[Start of section]

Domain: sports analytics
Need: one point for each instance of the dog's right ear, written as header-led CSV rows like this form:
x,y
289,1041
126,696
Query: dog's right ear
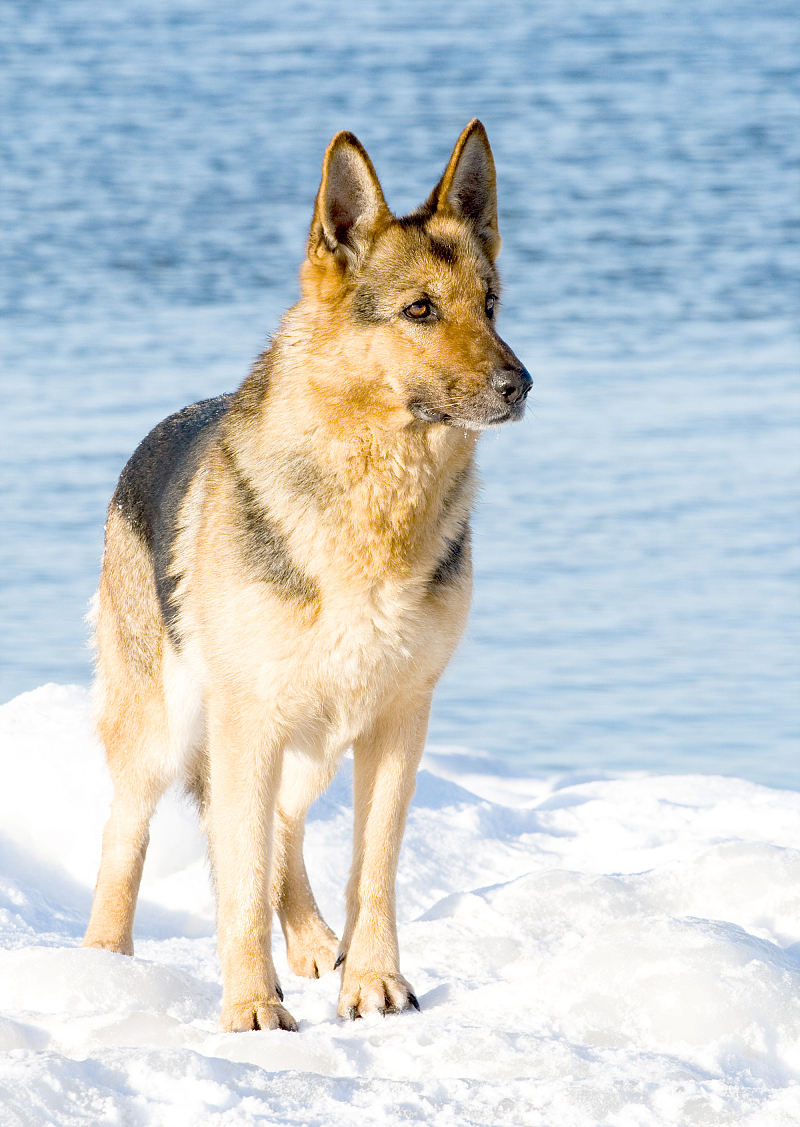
x,y
349,205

[End of section]

To complete this exercise, repeat exactly the lines above from the one holding "Need: one point" to the end of the listing, both included, and leave the pictures out.

**Answer**
Need: one point for each instance of the dog's right ear, written as header-led CSV rows like this form:
x,y
289,1041
126,696
Query: dog's right ear
x,y
349,205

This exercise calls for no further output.